Excerpts from point annotation data
──────────────────────────────
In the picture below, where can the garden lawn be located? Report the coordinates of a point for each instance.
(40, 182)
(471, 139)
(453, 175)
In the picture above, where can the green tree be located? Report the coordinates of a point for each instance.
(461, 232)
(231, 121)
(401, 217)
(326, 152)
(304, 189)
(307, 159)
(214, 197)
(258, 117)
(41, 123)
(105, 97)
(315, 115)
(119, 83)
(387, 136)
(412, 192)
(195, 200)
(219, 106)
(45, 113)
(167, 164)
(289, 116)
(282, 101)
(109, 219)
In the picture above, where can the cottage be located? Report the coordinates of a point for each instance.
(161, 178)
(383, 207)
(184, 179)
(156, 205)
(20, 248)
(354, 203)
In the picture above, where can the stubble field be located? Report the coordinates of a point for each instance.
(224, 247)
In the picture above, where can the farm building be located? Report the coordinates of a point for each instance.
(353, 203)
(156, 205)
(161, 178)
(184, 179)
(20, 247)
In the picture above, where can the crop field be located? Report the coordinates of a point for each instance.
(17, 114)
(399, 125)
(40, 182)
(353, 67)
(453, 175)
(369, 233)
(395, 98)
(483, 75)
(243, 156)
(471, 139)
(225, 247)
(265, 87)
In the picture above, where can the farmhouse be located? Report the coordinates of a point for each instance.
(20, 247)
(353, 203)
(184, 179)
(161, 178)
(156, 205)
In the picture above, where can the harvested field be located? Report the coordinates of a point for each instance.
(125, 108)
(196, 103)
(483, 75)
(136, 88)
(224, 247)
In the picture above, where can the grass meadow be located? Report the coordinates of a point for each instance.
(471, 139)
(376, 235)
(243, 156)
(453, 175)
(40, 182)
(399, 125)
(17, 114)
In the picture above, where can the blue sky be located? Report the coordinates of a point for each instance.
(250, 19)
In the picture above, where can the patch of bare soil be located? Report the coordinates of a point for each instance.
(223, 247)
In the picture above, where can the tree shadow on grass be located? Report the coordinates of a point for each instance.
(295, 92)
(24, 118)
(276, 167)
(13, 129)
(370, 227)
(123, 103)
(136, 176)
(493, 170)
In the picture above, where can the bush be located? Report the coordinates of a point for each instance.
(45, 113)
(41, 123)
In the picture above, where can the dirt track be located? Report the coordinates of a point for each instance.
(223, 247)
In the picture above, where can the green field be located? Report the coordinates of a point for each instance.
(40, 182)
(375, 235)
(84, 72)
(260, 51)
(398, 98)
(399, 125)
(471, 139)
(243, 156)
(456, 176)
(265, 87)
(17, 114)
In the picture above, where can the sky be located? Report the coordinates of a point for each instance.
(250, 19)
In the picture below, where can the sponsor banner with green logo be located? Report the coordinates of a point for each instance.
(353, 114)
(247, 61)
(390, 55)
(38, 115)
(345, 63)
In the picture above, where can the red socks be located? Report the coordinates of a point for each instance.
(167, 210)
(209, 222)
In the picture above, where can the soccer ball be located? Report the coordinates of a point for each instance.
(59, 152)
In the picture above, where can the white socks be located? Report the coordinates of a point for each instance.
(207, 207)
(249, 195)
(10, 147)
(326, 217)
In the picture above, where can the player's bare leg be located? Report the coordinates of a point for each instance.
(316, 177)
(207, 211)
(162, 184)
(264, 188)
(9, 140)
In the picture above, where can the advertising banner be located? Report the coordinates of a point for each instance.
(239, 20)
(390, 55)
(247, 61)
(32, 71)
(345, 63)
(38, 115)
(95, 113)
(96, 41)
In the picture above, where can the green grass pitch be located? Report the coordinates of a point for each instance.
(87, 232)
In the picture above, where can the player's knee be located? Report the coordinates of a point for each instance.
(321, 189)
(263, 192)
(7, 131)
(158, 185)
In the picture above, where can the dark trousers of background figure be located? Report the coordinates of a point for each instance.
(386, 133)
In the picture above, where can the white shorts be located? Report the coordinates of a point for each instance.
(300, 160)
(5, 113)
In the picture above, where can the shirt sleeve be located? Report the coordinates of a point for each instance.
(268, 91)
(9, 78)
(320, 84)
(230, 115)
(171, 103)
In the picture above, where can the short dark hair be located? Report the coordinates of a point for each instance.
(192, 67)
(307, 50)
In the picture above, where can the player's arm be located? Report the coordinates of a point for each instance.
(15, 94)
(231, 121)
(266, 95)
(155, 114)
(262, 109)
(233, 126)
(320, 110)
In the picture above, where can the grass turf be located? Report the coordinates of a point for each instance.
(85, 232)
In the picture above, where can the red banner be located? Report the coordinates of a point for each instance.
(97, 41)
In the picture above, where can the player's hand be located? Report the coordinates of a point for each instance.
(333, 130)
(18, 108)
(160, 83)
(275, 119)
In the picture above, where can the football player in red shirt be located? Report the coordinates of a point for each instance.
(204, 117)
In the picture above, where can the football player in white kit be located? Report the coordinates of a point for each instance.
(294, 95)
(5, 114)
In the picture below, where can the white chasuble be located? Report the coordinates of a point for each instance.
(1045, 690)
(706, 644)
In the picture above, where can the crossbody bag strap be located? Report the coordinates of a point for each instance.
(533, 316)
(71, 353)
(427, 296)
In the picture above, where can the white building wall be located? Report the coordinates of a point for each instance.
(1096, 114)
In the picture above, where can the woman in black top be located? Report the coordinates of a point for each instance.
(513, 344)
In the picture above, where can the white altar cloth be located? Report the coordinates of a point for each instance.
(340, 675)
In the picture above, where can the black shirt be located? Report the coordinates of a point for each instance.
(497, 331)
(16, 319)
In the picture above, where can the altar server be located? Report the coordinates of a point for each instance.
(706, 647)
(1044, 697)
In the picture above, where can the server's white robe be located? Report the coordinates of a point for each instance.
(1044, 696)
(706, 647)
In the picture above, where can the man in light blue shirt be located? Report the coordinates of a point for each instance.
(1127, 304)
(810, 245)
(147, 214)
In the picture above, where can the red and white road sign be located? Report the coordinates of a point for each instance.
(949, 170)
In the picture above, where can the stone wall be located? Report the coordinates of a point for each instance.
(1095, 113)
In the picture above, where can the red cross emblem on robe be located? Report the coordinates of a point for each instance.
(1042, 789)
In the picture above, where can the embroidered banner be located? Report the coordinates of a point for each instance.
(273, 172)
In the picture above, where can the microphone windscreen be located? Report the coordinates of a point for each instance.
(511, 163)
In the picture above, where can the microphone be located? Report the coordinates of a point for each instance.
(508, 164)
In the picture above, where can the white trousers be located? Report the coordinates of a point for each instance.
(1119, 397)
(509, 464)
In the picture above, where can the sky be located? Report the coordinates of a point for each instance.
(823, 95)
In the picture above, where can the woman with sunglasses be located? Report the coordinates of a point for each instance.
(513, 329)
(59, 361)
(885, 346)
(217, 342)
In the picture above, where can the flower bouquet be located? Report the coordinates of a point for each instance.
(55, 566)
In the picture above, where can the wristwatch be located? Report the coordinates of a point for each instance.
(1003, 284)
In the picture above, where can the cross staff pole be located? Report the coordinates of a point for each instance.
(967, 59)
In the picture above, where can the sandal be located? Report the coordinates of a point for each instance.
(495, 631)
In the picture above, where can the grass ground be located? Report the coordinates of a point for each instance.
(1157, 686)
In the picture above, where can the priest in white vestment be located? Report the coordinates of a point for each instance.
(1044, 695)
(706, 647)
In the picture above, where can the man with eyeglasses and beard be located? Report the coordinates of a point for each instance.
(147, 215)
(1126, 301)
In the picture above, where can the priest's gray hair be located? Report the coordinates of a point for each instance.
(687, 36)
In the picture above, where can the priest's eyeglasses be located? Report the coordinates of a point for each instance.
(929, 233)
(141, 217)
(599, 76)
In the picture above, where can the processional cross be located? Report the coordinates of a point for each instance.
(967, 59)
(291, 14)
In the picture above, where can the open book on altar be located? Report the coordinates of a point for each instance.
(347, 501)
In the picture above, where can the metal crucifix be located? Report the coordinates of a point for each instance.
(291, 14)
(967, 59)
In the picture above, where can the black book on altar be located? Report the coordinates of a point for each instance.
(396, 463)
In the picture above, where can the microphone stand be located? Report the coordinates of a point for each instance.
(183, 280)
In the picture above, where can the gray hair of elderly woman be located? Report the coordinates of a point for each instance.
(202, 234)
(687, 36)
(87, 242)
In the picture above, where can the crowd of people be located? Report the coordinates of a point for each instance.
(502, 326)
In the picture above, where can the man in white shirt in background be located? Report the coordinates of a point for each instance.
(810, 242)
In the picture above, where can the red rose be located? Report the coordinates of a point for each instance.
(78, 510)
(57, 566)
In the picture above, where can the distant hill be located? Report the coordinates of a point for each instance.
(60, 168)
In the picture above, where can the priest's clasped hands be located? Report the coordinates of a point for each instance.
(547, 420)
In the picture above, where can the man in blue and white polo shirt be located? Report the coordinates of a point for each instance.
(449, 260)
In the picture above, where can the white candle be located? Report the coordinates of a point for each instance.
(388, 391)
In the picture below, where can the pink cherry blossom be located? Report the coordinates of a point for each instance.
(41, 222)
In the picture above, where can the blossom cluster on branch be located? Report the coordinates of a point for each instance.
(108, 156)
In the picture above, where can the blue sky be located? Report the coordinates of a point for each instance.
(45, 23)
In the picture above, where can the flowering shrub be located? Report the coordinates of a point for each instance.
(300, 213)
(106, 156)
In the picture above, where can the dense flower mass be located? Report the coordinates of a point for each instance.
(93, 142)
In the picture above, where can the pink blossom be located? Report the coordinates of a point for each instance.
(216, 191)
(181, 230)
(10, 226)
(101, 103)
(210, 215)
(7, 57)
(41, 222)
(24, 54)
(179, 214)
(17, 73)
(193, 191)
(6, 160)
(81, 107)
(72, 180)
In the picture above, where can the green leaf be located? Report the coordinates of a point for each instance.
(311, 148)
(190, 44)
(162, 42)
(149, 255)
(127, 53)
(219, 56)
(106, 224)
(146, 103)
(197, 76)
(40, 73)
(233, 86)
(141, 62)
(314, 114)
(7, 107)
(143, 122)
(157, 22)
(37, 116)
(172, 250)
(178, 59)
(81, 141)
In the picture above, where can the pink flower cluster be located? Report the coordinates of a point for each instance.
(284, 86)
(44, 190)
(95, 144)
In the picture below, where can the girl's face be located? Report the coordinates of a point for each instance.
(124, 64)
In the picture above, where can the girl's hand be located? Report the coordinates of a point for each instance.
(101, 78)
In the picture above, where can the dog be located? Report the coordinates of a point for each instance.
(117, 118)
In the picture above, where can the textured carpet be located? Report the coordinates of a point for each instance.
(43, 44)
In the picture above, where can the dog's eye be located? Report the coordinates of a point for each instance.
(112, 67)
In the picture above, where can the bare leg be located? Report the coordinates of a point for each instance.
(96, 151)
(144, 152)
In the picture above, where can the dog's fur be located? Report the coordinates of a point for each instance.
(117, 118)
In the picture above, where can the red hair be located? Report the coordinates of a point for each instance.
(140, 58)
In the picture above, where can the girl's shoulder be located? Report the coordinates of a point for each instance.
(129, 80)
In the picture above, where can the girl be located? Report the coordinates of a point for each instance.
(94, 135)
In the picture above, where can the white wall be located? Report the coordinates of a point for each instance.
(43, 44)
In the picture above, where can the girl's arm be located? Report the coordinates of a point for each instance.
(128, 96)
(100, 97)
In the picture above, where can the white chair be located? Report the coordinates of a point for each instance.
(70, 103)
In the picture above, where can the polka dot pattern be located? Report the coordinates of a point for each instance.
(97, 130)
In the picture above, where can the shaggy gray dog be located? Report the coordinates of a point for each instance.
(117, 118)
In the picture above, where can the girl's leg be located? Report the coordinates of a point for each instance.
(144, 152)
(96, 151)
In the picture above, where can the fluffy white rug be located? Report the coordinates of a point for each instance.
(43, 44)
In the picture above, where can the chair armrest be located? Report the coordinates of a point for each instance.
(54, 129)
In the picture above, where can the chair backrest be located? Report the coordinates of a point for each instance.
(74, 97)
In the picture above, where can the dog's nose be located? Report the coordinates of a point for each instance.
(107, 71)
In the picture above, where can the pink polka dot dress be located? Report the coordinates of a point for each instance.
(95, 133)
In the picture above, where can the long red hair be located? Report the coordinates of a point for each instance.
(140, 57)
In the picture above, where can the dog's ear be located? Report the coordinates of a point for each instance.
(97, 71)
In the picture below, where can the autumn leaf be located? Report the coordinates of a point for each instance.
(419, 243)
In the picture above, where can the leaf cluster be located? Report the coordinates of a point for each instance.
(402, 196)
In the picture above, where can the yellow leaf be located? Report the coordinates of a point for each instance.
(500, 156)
──────────────────────────────
→ Short task:
Extract the lines of the listing from the one that contains "In the picture above, where can the dog's nose" through the end of the listing, copying each line without any change.

→ Response:
In the picture above, where can the dog's nose be located? Report the coordinates of a point for each instance.
(107, 71)
In the picture above, where can the pink polka dot dress be located? Report the coordinates of a point for each instance.
(95, 133)
In the picture above, where can the long red hair be located? Report the coordinates of a point for each instance.
(140, 57)
In the picture above, where can the dog's ear be located? Report the coordinates of a point for each instance.
(97, 71)
In the picture below, where can the autumn leaf be located? Report the coordinates of a point for each instance.
(419, 243)
In the picture above, where can the leaf cluster be located? Report the coordinates of a point for each instance.
(402, 196)
In the picture above, where can the yellow leaf be located? Report the coordinates of a point for each instance.
(500, 156)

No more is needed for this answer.